Leave every image behind and restate the data word for word.

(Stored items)
※ ※ ※

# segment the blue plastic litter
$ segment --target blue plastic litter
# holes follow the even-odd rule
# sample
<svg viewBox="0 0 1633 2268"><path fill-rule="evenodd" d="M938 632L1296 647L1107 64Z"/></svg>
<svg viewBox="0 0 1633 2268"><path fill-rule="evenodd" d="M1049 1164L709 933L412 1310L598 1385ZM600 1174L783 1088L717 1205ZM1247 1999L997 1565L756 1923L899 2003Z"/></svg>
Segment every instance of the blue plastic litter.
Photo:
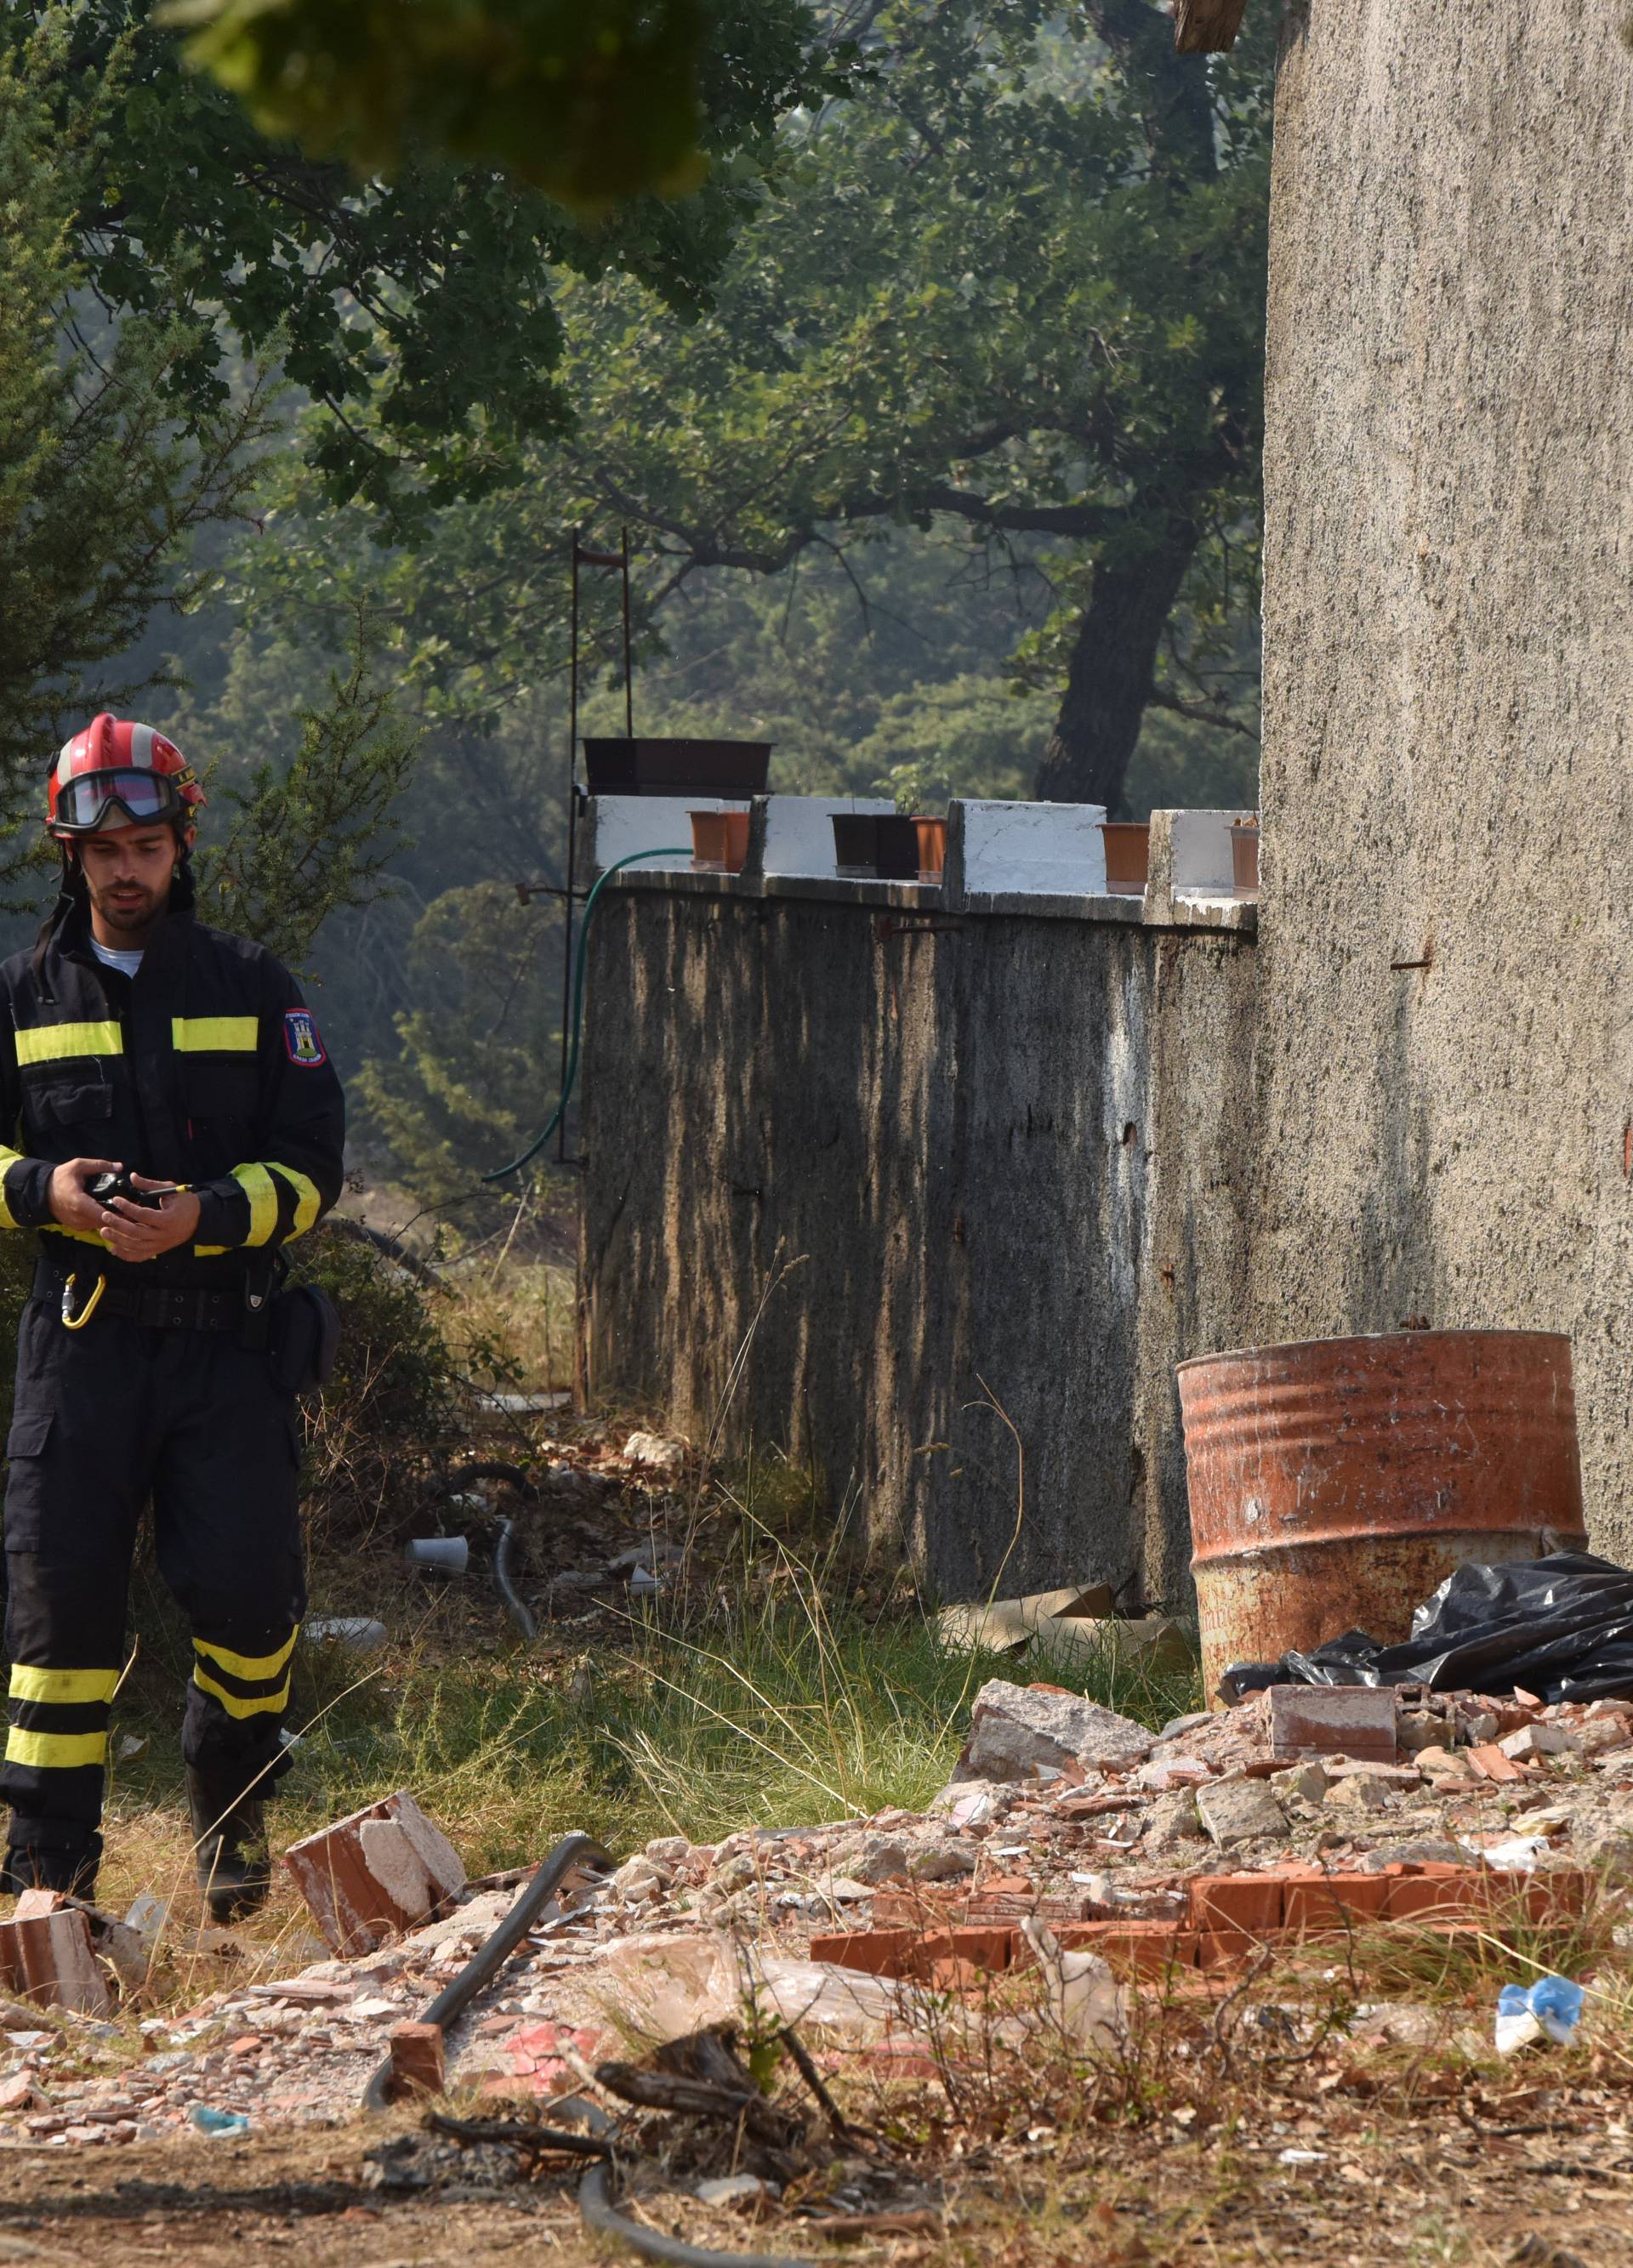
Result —
<svg viewBox="0 0 1633 2268"><path fill-rule="evenodd" d="M1542 2036L1568 2048L1582 2021L1582 1987L1568 1977L1539 1977L1534 1984L1505 1984L1497 1994L1498 2047L1522 2047L1528 2039Z"/></svg>
<svg viewBox="0 0 1633 2268"><path fill-rule="evenodd" d="M212 2110L207 2102L196 2102L187 2115L201 2134L248 2134L249 2132L249 2121L241 2110Z"/></svg>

※ ※ ※

(Exercise response)
# segment the blue plastic litter
$ segment --target blue plastic litter
# holes follow the even-odd rule
# sample
<svg viewBox="0 0 1633 2268"><path fill-rule="evenodd" d="M938 632L1296 647L1107 64Z"/></svg>
<svg viewBox="0 0 1633 2268"><path fill-rule="evenodd" d="M1049 1164L709 933L412 1310L598 1385ZM600 1174L783 1088L717 1205ZM1247 1999L997 1565L756 1923L899 2003Z"/></svg>
Segment every instance of the blue plastic litter.
Photo:
Result —
<svg viewBox="0 0 1633 2268"><path fill-rule="evenodd" d="M1542 2036L1568 2048L1582 2021L1582 1987L1568 1977L1539 1977L1534 1984L1505 1984L1497 1994L1498 2047L1522 2047L1528 2039Z"/></svg>
<svg viewBox="0 0 1633 2268"><path fill-rule="evenodd" d="M212 2110L207 2102L196 2102L187 2115L201 2134L248 2134L249 2132L249 2121L241 2110Z"/></svg>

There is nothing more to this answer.